Pictures must not be copied, but every entry must be reproduced exactly.

BEGIN Listed records

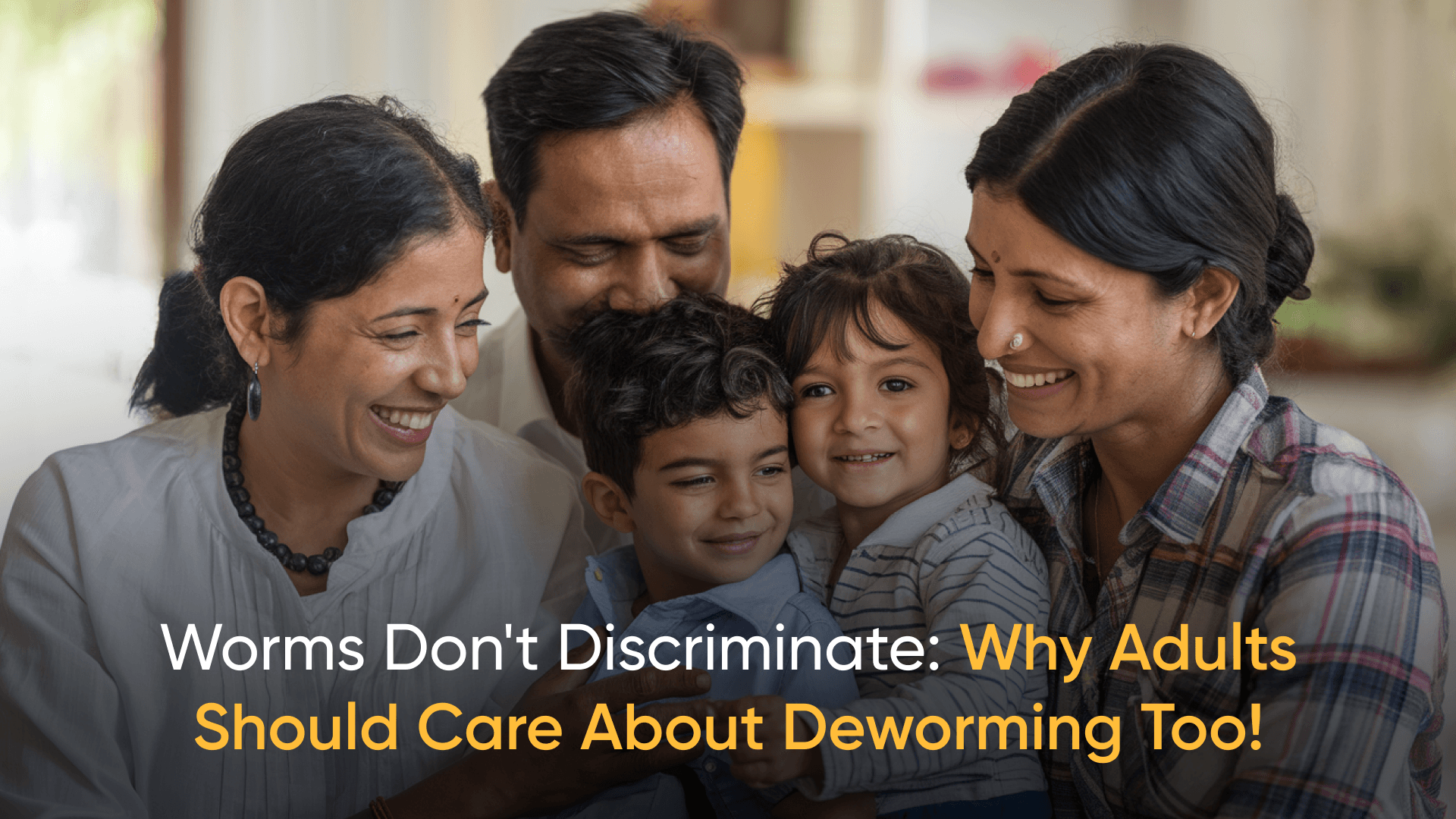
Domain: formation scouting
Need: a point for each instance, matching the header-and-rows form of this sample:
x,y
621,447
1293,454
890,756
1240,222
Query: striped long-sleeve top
x,y
951,557
1282,525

END Listed records

• **Solution**:
Domain: formation scouting
Need: a point for each instance, matching the header-and-rows form of this sample:
x,y
621,447
1293,454
890,756
1240,222
Query: striped long-sleeve top
x,y
951,557
1282,525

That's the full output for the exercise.